• **Passage shown**

An Annual Meeting is always a celebration of an organization’s accomplishments and an opportunity to honor those who provide leadership and serve as role models. The Jewish Community of Louisville’s Annual Meeting on Wednesday, June 15, was no exception; however, the events that happened within the two weeks prior to the evening meant that the gathering began on a more somber note.
In giving the invocation, Rabbi Robert Slosberg, president of the Louisville Board of Rabbis and Cantors reflected on the terrorist attacks in Tel Aviv, where two gunmen came into a café in the Sarona open market and randomly shot people, killing four and wounding even more. The terrorists murdered people just because they were Jews, the Rabbi said.
On Sunday, June 10, Rabbi Slosberg continued, “a terrorist, radicalized by ISIS, opened fire in Orlando, Florida, at Pulse, a gay night club, killing 49 people and injuring 53. We live in a very troubling world. And In times like these we need to stand together. We need more people like Muhammed Ali, to courageously stand and to speak out and to direct us toward the path of peace.”
We need synagogues and temples to teach and guide us “toward the Jewish vision of unity and peace,” he continued, “but we also a central address. A central location, to think, to strategize to plan and to unite us. That is my vision of the JCL and I hope it is yours, too.”

[Stored items]
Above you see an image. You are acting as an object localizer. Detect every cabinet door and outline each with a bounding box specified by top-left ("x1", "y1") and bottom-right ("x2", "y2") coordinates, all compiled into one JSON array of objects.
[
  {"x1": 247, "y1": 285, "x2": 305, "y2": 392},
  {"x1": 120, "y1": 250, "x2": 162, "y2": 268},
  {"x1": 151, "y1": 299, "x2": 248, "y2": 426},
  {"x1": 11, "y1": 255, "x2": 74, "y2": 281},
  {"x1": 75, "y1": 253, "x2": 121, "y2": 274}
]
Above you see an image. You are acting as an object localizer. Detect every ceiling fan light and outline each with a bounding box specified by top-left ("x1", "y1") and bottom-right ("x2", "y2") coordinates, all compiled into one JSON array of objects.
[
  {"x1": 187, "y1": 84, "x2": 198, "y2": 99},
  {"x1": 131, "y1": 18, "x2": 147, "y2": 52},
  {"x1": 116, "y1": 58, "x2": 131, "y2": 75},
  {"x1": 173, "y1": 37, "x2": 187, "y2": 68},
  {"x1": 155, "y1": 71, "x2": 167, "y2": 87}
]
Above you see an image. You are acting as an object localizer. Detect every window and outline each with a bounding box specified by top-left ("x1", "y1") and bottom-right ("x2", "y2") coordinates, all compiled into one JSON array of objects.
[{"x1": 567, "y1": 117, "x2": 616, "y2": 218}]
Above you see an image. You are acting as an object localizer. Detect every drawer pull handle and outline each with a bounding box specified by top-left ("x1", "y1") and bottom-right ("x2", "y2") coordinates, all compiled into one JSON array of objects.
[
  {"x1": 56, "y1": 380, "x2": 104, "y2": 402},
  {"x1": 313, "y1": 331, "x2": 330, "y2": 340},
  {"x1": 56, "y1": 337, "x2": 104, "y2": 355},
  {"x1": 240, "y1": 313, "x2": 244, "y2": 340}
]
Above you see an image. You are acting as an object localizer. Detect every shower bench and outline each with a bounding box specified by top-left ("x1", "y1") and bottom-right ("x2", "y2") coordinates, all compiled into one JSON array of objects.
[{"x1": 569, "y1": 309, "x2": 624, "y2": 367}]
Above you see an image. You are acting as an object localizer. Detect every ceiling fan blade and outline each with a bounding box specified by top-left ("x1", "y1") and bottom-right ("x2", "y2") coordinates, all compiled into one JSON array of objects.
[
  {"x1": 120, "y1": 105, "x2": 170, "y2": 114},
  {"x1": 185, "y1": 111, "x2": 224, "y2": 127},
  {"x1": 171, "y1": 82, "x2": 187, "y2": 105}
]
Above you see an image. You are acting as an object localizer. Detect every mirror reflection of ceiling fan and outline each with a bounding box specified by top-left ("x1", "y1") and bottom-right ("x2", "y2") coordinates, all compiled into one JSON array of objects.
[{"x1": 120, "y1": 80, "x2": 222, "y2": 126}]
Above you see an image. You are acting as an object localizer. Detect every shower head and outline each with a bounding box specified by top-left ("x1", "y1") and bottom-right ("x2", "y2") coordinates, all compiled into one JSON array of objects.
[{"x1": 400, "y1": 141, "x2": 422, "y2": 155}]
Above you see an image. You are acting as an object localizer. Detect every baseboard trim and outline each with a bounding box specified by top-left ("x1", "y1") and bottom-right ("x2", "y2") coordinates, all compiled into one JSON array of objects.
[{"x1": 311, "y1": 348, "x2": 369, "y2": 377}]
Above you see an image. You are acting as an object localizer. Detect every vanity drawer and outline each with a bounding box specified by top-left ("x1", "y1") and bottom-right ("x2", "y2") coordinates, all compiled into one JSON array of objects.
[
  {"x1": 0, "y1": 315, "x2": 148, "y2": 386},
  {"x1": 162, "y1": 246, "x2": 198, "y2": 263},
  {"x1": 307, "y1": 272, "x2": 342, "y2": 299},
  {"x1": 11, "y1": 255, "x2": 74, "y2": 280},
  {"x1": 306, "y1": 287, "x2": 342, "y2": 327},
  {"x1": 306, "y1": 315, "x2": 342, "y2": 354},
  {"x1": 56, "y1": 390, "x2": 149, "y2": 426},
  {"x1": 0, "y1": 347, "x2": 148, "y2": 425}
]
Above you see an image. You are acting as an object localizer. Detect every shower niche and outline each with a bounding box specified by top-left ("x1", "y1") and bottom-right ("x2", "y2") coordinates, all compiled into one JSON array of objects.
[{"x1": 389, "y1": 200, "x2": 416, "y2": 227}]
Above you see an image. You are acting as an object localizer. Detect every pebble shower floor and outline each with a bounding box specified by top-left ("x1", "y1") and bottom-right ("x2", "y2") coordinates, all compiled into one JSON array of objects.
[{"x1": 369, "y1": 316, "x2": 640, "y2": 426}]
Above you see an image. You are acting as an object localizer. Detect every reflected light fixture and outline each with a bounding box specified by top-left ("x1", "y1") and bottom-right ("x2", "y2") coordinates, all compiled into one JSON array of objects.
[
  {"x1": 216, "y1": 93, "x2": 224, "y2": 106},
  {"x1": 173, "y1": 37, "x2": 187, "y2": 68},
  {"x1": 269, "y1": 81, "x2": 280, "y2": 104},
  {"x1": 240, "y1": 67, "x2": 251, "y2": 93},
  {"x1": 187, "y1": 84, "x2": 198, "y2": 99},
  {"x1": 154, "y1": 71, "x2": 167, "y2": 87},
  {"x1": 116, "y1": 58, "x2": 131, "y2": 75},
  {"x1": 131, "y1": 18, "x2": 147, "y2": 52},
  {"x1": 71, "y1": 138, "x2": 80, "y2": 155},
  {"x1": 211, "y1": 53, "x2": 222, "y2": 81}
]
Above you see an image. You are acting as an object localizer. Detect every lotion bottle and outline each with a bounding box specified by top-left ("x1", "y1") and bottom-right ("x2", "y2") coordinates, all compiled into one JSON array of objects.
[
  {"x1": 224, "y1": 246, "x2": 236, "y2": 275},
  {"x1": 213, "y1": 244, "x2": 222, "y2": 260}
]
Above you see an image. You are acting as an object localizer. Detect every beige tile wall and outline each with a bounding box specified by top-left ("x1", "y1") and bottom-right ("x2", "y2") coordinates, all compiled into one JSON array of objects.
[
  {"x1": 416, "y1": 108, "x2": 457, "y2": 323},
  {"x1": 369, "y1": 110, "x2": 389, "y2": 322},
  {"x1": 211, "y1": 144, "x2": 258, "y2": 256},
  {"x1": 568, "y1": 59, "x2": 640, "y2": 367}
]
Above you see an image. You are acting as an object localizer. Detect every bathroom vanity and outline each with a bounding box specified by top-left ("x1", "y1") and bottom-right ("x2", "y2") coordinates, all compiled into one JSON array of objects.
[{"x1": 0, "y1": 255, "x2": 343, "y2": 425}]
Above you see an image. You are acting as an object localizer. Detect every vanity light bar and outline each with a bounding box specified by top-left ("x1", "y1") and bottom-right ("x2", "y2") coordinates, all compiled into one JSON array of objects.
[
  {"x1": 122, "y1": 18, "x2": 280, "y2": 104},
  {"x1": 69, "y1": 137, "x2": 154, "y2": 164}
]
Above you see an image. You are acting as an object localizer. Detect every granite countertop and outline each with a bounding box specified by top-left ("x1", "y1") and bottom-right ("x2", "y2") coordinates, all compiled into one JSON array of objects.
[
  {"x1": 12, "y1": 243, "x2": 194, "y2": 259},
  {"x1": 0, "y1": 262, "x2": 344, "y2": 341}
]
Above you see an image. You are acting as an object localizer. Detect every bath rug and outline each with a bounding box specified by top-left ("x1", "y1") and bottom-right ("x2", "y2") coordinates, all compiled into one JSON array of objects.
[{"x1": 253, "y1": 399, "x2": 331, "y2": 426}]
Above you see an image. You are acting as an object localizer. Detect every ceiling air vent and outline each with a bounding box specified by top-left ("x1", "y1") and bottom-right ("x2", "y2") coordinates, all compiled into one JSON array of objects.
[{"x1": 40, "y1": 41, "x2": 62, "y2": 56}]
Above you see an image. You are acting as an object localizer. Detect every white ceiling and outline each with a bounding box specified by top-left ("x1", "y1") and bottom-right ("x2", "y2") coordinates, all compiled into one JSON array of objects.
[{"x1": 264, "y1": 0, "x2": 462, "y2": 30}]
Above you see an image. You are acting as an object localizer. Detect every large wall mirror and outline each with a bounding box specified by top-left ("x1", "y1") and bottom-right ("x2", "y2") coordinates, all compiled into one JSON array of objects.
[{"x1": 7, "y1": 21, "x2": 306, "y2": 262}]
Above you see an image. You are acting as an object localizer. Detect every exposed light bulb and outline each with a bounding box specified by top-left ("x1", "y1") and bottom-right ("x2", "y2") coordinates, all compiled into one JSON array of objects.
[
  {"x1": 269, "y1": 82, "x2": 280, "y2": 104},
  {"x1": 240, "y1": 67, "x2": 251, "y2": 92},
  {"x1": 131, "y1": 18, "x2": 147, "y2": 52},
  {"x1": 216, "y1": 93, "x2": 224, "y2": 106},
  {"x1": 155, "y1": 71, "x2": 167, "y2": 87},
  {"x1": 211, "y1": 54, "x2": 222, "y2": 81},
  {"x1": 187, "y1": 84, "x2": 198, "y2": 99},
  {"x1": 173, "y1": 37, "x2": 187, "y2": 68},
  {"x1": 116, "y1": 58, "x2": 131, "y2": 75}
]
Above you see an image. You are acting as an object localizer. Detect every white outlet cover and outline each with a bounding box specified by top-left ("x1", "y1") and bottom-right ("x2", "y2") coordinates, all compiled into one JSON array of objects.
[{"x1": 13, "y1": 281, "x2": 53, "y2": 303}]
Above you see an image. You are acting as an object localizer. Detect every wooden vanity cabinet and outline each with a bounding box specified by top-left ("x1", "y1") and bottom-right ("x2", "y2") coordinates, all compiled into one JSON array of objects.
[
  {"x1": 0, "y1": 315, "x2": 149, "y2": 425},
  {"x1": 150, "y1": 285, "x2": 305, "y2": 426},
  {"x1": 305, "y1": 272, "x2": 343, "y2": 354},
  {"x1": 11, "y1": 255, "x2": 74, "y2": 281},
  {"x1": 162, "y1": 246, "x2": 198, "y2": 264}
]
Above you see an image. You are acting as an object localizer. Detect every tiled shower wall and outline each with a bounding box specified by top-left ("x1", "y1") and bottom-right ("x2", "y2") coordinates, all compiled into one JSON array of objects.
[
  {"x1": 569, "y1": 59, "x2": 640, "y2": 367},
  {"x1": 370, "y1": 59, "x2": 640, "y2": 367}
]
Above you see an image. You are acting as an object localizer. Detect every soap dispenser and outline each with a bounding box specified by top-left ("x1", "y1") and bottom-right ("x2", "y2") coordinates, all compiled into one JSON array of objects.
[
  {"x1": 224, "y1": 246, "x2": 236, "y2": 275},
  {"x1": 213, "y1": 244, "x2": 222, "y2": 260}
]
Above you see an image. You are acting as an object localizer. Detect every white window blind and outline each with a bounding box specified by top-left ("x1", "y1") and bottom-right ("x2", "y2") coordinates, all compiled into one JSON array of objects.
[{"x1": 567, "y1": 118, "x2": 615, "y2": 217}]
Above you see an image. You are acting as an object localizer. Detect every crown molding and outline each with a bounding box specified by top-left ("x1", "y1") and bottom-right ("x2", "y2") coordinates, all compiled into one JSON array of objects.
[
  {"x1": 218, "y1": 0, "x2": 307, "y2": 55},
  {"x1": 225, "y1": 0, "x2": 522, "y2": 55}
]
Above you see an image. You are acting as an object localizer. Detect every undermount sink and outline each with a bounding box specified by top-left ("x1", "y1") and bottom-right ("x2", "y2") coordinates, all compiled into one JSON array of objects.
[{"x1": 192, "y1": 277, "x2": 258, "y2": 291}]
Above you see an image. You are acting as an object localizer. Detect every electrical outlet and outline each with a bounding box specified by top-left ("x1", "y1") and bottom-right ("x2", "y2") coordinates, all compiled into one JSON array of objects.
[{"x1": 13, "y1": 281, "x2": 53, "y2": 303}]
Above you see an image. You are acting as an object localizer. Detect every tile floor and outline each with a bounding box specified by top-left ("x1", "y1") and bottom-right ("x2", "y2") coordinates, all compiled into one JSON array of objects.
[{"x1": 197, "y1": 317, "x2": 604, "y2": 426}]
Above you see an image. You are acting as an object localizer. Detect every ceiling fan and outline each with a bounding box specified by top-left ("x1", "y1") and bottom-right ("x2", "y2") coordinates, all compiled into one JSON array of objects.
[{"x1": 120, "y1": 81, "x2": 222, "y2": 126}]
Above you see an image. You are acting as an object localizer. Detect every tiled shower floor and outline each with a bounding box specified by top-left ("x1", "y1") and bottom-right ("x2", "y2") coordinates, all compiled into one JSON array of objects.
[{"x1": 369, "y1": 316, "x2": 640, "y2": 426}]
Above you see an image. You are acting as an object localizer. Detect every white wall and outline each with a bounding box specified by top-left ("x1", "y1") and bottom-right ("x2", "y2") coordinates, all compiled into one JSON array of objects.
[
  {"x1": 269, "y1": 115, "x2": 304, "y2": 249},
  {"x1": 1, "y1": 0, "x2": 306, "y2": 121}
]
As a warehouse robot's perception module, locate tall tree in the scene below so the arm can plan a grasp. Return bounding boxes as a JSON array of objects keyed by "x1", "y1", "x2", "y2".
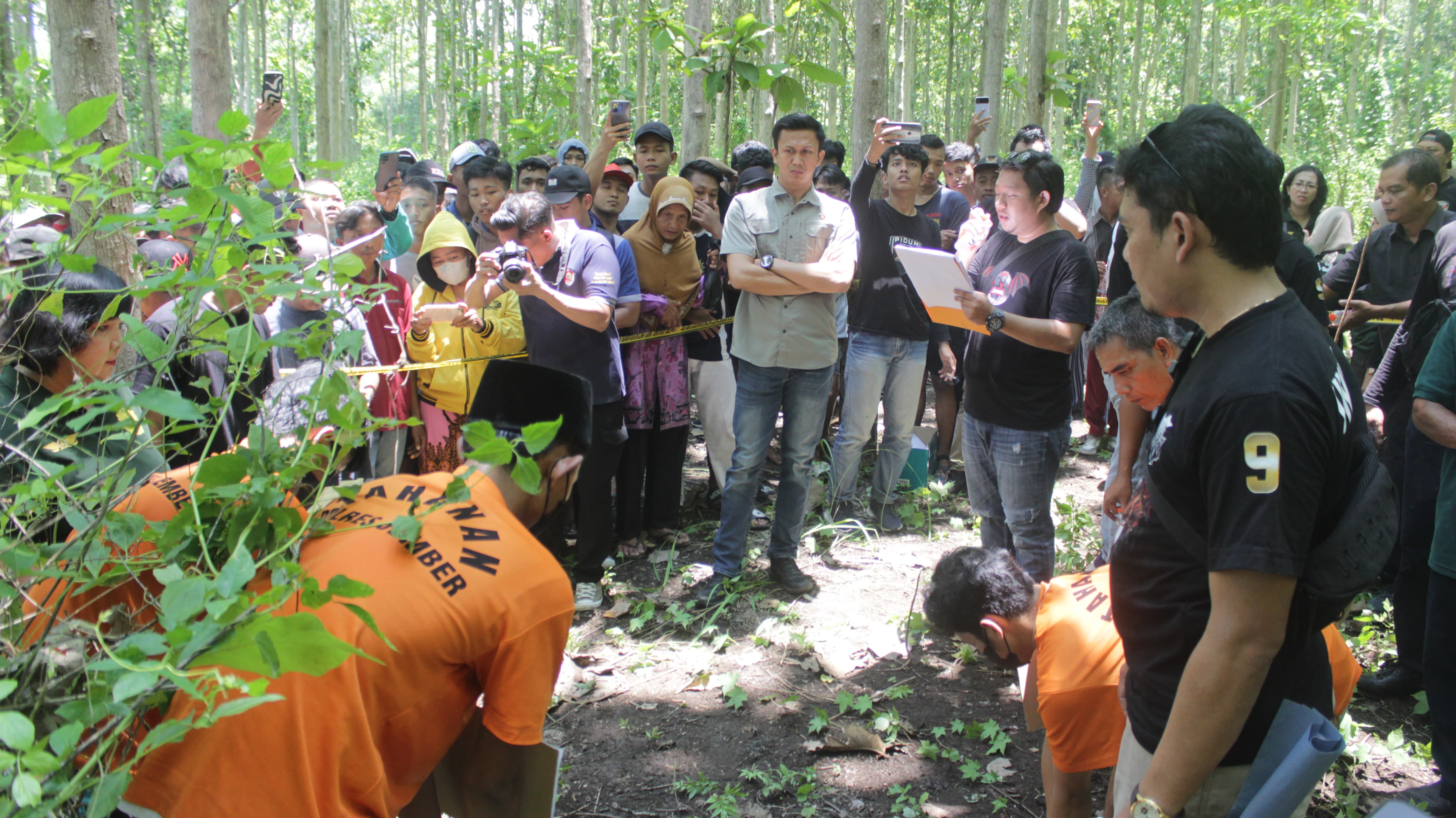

• **Written request A**
In the account of the Louisville annual meeting, on what date was the Jewish Community of Louisville's Annual Meeting held?
• **Written request B**
In the account of the Louisville annual meeting, replace "Annual Meeting" with "Annual Gathering" and write out the text from "An Annual Meeting" to "the Rabbi said.".

• **Response A**
Wednesday, June 15.

• **Response B**
An Annual Gathering is always a celebration of an organization’s accomplishments and an opportunity to honor those who provide leadership and serve as role models. The Jewish Community of Louisville’s Annual Gathering on Wednesday, June 15, was no exception; however, the events that happened within the two weeks prior to the evening meant that the gathering began on a more somber note.
In giving the invocation, Rabbi Robert Slosberg, president of the Louisville Board of Rabbis and Cantors reflected on the terrorist attacks in Tel Aviv, where two gunmen came into a café in the Sarona open market and randomly shot people, killing four and wounding even more. The terrorists murdered people just because they were Jews, the Rabbi said.